## Problem description
From the radio station FAQ below, return word for word the part that opens with the words containing "WORT’s Music Calendars are" and closes with "cancellations to calendar@wortfm.org.".

## Document section
__________

Listener Sponsored Community Radio in Madison, WI
How do I find out about concerts? How do I get more details about something I heard over the air? How do I submit events to WORT’s Music Calendars? Who do I contact with changes or cancellations?
WORT’s Music Calendars are a great resource to find out about concerts in all genres and places. Usually you’ll find details in the online listing or links to get more information. There’s a link to to submit your event at the top of the calendar page. You can also submit events, changes and cancellations to calendar@wortfm.org.
What was that song I heard? Who was the artist, what is the album title, where can I get it? Where can I find the entire playlist for a show?
Click on the Playlists button to bring up a calendar where you can choose any date to find the playlists for that day. If you can’t find the right playlist or the song you’re looking for, your best bet is to call the station the next time that program’s on and ask the host yourself. If that’s not possible we may be able to help you, but please have as much information as possible at hand when you contact us, such as: approximate day and time the music was played, what type or genre of music it was, who hosted the show and any other information you remember about the selection and we’ll do our best to track it down.
Music Director: Sybil Augustine – musicdirector@wortfm.org (for music submissions, charts and tracking, promotional exchanges for music events and following up on volunteer applications or other requests. Please include specifics in your subject line, such as “Hiphop Music Submission” etc, )

__________

(Records pointing to named objects)
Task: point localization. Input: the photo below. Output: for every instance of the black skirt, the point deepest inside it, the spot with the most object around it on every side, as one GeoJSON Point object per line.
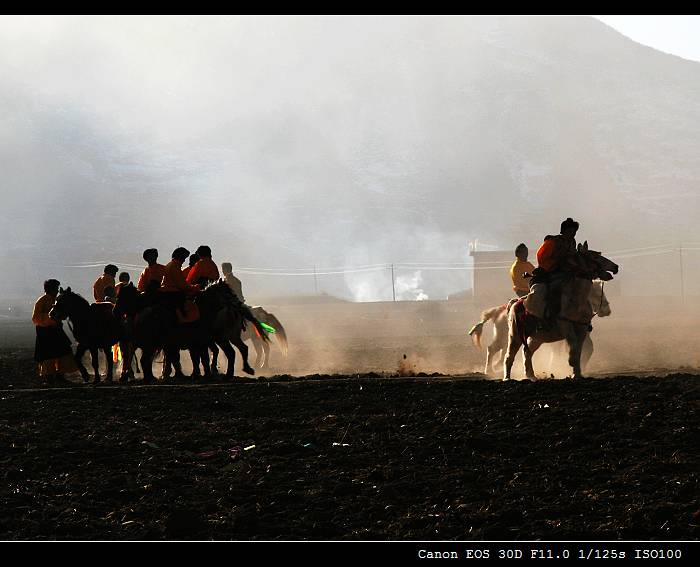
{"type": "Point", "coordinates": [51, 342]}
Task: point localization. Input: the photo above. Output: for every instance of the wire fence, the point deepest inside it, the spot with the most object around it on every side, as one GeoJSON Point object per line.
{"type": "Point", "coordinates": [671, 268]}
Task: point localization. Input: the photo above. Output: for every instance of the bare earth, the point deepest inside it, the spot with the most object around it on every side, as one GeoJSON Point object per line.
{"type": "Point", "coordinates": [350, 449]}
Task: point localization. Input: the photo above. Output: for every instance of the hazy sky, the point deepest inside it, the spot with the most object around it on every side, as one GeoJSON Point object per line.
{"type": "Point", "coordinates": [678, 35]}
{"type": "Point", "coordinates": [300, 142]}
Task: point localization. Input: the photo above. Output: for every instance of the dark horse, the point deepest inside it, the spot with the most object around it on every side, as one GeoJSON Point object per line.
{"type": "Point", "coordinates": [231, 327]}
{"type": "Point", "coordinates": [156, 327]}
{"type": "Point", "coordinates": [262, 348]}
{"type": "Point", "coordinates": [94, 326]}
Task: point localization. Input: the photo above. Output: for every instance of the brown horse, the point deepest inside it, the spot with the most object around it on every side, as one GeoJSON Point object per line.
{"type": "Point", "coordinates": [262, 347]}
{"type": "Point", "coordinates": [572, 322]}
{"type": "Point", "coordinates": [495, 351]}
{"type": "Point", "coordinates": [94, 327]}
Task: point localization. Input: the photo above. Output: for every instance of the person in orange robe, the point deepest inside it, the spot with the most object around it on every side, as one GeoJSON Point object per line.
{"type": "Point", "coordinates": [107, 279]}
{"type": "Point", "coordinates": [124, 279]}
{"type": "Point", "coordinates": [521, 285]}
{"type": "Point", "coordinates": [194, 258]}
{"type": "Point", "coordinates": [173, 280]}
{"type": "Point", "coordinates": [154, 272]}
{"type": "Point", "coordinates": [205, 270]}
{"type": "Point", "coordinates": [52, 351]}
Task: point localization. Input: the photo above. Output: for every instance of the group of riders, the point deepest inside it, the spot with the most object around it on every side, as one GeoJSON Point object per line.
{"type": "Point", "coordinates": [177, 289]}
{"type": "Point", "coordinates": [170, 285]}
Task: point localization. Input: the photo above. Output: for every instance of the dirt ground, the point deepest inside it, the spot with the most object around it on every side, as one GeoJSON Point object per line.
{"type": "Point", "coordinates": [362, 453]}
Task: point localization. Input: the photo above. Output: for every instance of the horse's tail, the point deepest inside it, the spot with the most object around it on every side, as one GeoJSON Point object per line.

__________

## Problem solution
WORT’s Music Calendars are a great resource to find out about concerts in all genres and places. Usually you’ll find details in the online listing or links to get more information. There’s a link to to submit your event at the top of the calendar page. You can also submit events, changes and cancellations to calendar@wortfm.org.